Data to use -
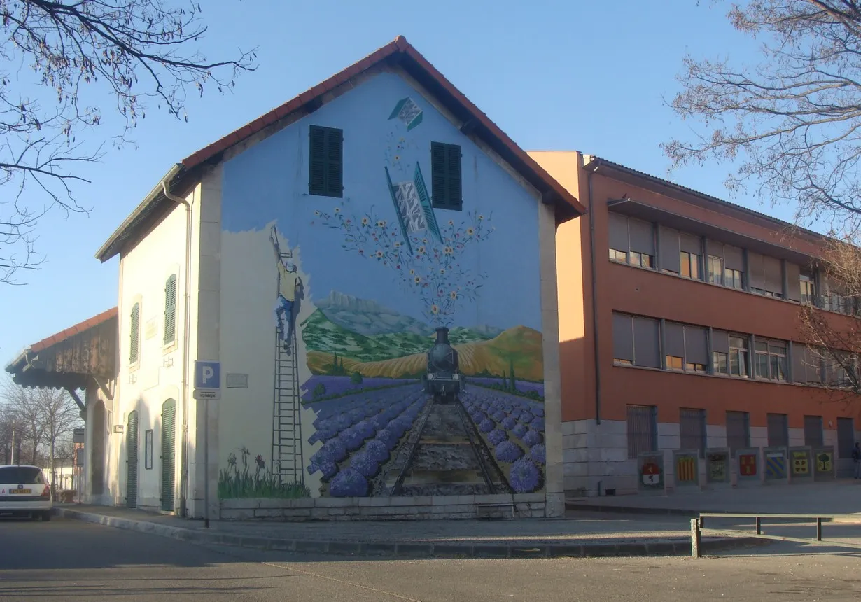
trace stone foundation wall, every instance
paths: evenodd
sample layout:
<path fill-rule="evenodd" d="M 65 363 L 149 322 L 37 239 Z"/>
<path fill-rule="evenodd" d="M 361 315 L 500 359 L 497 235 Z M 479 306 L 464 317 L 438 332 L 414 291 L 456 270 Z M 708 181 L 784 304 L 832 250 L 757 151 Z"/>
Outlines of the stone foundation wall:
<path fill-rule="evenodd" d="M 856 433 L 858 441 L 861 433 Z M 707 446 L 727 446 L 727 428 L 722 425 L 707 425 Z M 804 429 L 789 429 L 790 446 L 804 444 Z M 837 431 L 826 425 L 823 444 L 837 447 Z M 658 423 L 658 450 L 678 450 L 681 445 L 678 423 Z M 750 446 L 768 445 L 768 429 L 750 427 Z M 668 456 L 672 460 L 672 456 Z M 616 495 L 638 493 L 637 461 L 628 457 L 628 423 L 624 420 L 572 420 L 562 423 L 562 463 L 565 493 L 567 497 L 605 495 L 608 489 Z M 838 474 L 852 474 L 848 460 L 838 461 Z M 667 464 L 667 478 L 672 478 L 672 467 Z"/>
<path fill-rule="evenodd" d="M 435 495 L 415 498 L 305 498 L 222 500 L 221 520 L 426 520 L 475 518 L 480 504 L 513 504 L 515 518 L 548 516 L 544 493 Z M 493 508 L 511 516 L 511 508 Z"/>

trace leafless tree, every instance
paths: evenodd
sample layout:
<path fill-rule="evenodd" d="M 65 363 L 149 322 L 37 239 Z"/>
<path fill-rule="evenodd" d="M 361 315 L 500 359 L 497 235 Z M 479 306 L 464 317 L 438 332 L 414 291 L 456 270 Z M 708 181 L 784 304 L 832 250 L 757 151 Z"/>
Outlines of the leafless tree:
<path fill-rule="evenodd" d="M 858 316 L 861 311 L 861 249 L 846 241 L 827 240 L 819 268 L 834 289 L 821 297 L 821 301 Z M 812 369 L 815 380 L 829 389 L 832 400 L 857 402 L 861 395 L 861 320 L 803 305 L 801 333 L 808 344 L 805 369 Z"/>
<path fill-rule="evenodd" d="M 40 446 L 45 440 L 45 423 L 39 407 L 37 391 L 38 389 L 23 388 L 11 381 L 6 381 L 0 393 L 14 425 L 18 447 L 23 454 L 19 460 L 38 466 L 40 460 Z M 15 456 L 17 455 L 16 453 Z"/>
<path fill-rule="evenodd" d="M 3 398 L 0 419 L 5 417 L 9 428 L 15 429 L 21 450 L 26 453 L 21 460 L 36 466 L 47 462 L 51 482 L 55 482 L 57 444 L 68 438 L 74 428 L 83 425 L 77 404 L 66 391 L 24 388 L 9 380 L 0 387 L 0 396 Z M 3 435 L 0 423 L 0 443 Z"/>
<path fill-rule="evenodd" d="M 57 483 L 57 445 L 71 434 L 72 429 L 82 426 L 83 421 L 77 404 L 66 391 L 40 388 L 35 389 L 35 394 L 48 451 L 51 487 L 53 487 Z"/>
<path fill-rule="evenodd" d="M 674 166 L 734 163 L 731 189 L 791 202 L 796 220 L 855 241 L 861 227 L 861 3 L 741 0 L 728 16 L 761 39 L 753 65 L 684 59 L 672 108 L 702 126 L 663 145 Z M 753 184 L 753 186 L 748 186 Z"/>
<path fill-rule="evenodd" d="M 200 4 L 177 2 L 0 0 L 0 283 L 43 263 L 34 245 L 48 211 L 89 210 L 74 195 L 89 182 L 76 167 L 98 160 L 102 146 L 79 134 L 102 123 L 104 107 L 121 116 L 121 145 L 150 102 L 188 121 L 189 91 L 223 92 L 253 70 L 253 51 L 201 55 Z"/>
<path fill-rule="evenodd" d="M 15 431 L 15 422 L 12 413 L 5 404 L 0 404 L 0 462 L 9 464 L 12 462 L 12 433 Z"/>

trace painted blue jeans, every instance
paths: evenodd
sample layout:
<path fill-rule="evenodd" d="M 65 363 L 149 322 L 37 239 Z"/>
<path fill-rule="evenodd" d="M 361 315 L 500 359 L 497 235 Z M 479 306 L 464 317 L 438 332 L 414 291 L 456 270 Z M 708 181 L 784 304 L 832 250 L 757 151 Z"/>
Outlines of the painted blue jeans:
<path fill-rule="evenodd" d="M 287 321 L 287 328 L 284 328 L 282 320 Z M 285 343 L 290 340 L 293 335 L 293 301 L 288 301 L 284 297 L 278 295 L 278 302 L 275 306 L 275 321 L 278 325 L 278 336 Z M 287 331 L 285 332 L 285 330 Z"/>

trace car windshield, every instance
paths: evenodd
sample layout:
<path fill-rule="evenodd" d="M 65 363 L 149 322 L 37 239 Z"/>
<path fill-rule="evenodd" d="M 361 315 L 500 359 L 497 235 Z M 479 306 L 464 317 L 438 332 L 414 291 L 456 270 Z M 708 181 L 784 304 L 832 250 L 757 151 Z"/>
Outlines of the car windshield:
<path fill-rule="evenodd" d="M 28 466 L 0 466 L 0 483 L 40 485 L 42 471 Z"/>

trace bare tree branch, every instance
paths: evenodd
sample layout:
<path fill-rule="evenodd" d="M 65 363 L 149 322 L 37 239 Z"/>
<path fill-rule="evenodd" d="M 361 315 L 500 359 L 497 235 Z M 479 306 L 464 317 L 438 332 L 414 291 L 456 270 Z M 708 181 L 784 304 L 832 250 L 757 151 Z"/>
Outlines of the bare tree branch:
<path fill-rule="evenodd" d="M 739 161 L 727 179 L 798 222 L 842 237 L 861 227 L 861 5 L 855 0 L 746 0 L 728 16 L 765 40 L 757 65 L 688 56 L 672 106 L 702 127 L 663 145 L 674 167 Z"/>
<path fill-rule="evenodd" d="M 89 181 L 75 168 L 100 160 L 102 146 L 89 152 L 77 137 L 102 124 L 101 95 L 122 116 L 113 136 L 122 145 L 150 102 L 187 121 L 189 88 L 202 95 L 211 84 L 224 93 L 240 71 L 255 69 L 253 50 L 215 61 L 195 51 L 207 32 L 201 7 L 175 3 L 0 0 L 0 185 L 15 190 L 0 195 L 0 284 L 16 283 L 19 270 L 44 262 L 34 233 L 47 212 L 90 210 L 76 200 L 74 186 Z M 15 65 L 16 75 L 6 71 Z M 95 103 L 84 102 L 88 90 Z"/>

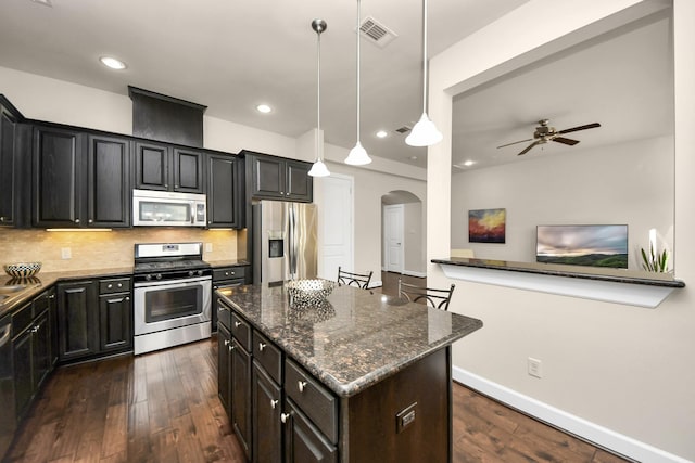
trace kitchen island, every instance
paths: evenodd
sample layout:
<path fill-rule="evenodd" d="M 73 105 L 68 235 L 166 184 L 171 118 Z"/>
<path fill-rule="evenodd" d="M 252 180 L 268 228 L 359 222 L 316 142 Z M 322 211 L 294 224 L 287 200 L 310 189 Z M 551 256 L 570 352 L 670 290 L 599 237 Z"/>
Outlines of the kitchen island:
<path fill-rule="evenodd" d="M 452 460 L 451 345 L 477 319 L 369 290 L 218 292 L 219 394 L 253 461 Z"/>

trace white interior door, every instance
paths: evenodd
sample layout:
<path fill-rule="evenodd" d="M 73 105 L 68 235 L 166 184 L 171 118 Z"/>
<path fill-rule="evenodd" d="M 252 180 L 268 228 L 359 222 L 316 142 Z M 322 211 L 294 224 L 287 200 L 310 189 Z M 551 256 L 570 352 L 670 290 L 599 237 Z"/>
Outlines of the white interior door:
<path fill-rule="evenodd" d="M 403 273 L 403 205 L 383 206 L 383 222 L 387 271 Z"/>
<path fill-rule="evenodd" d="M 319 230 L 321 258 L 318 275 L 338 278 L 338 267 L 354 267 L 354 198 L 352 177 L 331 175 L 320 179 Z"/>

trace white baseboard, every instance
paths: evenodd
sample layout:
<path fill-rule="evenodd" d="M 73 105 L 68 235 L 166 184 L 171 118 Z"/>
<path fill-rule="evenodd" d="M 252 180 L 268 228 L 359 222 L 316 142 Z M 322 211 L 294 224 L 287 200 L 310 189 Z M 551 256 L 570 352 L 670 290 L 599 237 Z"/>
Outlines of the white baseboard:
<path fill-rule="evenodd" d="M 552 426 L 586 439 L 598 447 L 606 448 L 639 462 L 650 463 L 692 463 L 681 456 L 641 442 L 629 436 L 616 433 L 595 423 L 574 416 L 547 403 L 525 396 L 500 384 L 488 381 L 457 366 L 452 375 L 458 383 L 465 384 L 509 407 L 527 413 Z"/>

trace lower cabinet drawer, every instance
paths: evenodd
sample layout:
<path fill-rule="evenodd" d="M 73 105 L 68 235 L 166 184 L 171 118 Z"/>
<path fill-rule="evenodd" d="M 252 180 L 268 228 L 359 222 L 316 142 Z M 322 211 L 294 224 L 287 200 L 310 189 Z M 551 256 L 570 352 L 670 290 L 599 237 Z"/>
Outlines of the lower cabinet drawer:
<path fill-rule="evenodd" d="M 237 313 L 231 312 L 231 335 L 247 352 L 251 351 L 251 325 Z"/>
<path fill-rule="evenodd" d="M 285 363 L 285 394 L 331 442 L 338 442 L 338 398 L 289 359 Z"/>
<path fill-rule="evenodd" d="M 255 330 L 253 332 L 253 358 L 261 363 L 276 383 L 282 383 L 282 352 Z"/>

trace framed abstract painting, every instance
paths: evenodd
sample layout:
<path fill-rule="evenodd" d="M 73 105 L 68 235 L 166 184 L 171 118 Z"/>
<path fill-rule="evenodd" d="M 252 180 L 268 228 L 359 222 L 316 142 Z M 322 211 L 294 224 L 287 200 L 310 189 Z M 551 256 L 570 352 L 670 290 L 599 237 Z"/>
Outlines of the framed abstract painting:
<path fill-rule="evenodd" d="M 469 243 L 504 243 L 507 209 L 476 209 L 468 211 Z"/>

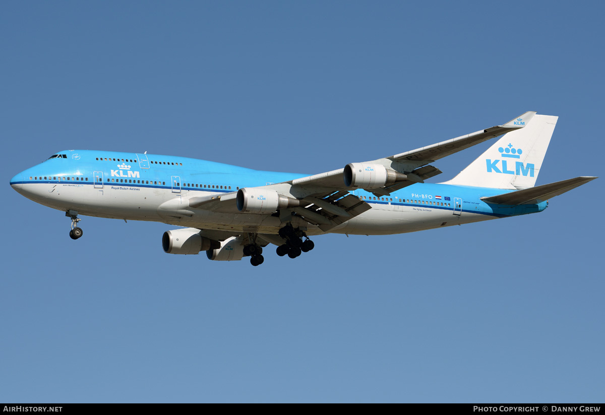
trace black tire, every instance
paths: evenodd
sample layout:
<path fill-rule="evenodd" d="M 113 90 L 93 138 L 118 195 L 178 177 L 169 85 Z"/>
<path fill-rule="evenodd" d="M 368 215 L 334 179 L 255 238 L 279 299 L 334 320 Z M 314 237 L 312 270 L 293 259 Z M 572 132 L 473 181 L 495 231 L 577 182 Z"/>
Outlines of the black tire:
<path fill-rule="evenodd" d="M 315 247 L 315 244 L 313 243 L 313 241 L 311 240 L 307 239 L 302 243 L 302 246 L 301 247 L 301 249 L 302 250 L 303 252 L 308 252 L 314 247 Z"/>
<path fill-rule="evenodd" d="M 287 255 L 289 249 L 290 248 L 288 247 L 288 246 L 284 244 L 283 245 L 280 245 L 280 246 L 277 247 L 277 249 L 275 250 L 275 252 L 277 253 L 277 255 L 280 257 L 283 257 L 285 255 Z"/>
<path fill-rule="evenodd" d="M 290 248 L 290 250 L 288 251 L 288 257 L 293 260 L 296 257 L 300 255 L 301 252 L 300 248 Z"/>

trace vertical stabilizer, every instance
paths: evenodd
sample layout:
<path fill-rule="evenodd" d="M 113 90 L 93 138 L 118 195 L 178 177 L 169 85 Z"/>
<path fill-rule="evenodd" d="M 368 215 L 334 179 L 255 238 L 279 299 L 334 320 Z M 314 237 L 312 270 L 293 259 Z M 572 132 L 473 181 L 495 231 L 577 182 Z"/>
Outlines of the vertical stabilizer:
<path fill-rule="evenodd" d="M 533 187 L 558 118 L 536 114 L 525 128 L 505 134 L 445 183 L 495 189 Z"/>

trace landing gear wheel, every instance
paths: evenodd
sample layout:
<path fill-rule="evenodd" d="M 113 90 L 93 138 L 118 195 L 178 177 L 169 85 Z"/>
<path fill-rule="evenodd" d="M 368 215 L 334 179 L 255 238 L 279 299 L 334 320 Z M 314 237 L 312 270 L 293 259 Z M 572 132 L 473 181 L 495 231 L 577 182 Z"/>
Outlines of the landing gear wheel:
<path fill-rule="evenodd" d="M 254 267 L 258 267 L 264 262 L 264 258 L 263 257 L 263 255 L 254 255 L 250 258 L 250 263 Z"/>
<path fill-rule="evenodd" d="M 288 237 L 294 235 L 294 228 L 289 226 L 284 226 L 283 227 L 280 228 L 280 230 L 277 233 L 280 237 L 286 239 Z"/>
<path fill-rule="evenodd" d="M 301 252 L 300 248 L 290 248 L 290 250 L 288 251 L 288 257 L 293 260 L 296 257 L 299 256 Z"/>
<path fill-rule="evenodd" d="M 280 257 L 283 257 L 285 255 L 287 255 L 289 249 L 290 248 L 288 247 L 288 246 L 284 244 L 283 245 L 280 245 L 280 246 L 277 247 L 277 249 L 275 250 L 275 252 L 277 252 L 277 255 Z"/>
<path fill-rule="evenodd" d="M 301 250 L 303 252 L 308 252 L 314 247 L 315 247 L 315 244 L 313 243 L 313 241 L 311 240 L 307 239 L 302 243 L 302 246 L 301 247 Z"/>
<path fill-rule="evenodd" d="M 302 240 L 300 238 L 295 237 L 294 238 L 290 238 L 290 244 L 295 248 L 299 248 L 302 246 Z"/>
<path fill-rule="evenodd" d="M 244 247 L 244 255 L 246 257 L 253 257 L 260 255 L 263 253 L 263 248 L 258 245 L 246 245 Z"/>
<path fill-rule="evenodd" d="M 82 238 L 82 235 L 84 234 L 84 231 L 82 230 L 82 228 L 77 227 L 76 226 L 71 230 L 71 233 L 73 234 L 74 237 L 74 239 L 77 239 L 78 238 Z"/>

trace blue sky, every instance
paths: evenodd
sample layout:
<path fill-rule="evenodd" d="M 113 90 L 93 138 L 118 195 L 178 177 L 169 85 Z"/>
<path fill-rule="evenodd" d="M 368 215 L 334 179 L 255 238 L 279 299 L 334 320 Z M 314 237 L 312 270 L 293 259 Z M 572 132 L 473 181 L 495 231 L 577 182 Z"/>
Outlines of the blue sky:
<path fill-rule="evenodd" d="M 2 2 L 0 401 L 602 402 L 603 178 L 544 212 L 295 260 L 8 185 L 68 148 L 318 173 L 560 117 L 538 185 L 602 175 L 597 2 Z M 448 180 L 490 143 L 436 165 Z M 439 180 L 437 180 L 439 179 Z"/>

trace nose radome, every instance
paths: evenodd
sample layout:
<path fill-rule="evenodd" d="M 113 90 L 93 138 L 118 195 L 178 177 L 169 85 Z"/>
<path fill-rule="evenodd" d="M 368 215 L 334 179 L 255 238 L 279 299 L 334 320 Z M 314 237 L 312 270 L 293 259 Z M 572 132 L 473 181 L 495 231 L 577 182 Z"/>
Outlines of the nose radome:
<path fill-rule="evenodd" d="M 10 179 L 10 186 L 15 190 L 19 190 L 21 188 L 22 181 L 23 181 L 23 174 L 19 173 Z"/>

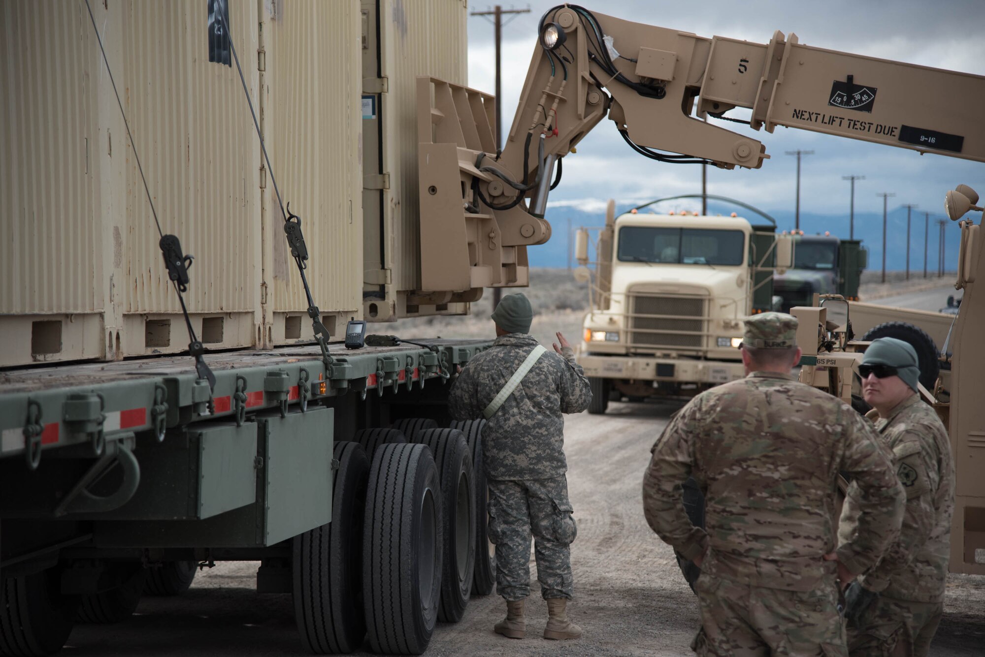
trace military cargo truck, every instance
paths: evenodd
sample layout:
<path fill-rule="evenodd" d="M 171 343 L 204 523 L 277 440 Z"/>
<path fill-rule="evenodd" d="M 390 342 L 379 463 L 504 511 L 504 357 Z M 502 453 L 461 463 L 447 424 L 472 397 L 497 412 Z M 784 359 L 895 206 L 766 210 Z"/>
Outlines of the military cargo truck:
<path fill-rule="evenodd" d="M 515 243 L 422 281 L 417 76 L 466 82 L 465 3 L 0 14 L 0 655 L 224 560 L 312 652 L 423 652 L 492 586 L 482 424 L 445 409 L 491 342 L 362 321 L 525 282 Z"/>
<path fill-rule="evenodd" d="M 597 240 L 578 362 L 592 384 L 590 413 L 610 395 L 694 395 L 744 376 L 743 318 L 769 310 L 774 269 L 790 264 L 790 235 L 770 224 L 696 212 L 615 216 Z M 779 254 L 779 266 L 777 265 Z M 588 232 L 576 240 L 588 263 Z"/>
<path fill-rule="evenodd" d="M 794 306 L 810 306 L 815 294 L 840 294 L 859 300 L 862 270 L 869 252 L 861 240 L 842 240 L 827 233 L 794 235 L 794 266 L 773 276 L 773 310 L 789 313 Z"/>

What is required - Please lay out the lines as a Markdown table with the columns Row and Line, from the line with "trace leafless tree, every instance" up to and including the line with "858 316 L 861". Number each row and leave out any blank lines.

Task answer -
| Row | Line |
|---|---|
| 1 | trace leafless tree, every instance |
| 2 | paths: evenodd |
| 3 | sample layout: |
| 4 | <path fill-rule="evenodd" d="M 65 363 L 149 322 L 37 239 Z"/> |
| 5 | <path fill-rule="evenodd" d="M 361 315 L 500 359 L 497 235 Z M 479 306 L 464 317 L 438 332 L 414 291 L 456 270 Z M 708 181 L 784 304 L 832 250 L 757 151 Z"/> |
| 6 | Outlines of the leafless tree: |
| 7 | <path fill-rule="evenodd" d="M 858 316 L 861 311 L 861 249 L 846 241 L 827 240 L 819 268 L 834 289 L 821 297 L 821 301 Z M 812 369 L 815 380 L 829 389 L 832 400 L 857 402 L 861 395 L 861 320 L 803 305 L 801 333 L 808 344 L 805 369 Z"/> |